-- Stated exercise 1 --
Reproduce the whole article on Singapore's EDGE grant word for word.

## start Document passage

EDGE Grant Opens to All Singapore Companies — Not Just SMEs
PSG and EDG were restricted to SMEs. Singapore's EDGE grant removes this cap, opening enterprise development funding to all locally registered businesses for the first time.
Nick Tung
@nick_tung_ · 6 min read
Published:
For most of the past decade, Singapore's enterprise grants — PSG, EDG, and MRA — were restricted to SMEs. The definition was specific: fewer than 200 employees and annual revenue below S$100 million. If your company sat above either threshold, you were out.
Budget 2026 changed this. The EDGE grant — the unified scheme that replaces PSG, EDG, and MRA from the second half of 2026 — removes the SME restriction entirely. All Singapore-registered businesses are eligible, regardless of size.
This is a structural change, and it matters more than most commentary on EDGE has acknowledged.
Who this change actually affects
Let me be direct about which companies this opens the door for, because the categories are different and each has different implications.
Mid-size companies (200–500 employees) are the most immediately impacted group. These companies have been excluded from PSG and EDG — the two most-used enterprise grants — for years. They often have the internal complexity and project scope that makes grant funding most valuable, but they have been categorically ineligible. EDGE gives them access for the first time.

## end Document passage
## start Information given

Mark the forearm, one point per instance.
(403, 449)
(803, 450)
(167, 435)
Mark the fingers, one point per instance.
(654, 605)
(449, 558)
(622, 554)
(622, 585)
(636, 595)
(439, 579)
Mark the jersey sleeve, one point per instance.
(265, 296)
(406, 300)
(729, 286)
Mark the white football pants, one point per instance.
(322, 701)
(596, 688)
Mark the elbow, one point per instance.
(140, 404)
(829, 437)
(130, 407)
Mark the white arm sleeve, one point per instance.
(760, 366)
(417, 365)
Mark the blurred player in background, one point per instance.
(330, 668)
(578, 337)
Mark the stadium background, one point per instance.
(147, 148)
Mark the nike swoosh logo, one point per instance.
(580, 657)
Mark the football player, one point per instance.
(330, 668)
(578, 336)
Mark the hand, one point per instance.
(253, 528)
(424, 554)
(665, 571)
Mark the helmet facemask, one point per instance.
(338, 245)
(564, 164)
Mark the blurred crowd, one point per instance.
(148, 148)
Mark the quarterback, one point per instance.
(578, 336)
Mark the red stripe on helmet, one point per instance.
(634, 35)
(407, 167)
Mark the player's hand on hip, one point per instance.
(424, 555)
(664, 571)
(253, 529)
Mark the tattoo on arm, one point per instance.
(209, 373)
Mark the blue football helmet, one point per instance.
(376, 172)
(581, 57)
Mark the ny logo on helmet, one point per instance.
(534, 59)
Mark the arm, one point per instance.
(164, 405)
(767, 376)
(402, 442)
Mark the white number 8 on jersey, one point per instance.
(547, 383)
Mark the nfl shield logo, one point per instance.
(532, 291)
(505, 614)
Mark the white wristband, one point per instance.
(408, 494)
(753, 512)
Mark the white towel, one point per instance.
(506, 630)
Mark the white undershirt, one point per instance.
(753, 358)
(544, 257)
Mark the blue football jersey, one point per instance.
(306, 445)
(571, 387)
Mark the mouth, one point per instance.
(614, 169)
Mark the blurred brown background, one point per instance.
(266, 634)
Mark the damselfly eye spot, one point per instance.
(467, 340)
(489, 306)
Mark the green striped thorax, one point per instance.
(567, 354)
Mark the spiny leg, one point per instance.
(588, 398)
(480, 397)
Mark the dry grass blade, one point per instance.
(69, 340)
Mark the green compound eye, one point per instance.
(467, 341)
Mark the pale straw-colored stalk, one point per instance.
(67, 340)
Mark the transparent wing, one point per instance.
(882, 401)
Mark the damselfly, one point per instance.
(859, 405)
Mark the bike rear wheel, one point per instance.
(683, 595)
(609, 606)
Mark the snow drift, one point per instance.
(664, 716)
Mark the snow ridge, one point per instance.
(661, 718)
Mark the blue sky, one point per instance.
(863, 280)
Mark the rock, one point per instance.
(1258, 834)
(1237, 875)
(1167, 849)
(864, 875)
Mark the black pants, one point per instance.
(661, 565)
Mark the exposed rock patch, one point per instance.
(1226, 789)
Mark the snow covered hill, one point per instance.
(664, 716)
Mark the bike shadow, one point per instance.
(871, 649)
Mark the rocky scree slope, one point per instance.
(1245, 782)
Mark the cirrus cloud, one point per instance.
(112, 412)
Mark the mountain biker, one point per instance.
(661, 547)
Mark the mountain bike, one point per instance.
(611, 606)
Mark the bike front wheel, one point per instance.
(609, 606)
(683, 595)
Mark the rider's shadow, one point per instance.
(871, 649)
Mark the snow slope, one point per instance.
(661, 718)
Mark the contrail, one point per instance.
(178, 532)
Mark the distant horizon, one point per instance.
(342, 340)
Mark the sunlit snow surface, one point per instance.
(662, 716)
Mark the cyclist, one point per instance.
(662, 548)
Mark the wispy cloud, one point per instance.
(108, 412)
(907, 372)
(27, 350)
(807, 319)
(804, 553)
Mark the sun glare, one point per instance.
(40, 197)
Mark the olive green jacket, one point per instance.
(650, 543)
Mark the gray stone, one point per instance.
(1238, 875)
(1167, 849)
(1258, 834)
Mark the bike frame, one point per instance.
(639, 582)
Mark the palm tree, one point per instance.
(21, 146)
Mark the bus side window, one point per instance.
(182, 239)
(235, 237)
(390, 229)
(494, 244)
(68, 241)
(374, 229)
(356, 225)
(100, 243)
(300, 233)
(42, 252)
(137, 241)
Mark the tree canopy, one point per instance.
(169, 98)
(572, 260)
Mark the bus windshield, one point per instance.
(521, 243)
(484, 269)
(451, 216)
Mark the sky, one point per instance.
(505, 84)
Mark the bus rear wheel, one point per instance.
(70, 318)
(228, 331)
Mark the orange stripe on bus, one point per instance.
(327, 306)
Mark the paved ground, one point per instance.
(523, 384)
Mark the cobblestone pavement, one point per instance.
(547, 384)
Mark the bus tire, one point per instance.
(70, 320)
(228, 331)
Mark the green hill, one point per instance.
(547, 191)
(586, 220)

## end Information given

-- Stated exercise 2 --
Transcribe the records from the line containing "Mark the paved" through the end of the records, leaving every line unchanged.

-- Task output 1 --
EDGE Grant Opens to All Singapore Companies — Not Just SMEs
PSG and EDG were restricted to SMEs. Singapore's EDGE grant removes this cap, opening enterprise development funding to all locally registered businesses for the first time.
Nick Tung
@nick_tung_ · 6 min read
Published:
For most of the past decade, Singapore's enterprise grants — PSG, EDG, and MRA — were restricted to SMEs. The definition was specific: fewer than 200 employees and annual revenue below S$100 million. If your company sat above either threshold, you were out.
Budget 2026 changed this. The EDGE grant — the unified scheme that replaces PSG, EDG, and MRA from the second half of 2026 — removes the SME restriction entirely. All Singapore-registered businesses are eligible, regardless of size.
This is a structural change, and it matters more than most commentary on EDGE has acknowledged.
Who this change actually affects
Let me be direct about which companies this opens the door for, because the categories are different and each has different implications.
Mid-size companies (200–500 employees) are the most immediately impacted group. These companies have been excluded from PSG and EDG — the two most-used enterprise grants — for years. They often have the internal complexity and project scope that makes grant funding most valuable, but they have been categorically ineligible. EDGE gives them access for the first time.

-- Task output 2 --
Mark the paved ground, one point per instance.
(523, 384)
Mark the cobblestone pavement, one point per instance.
(547, 384)
Mark the bus tire, one point per instance.
(70, 320)
(228, 331)
Mark the green hill, one point per instance.
(547, 191)
(586, 220)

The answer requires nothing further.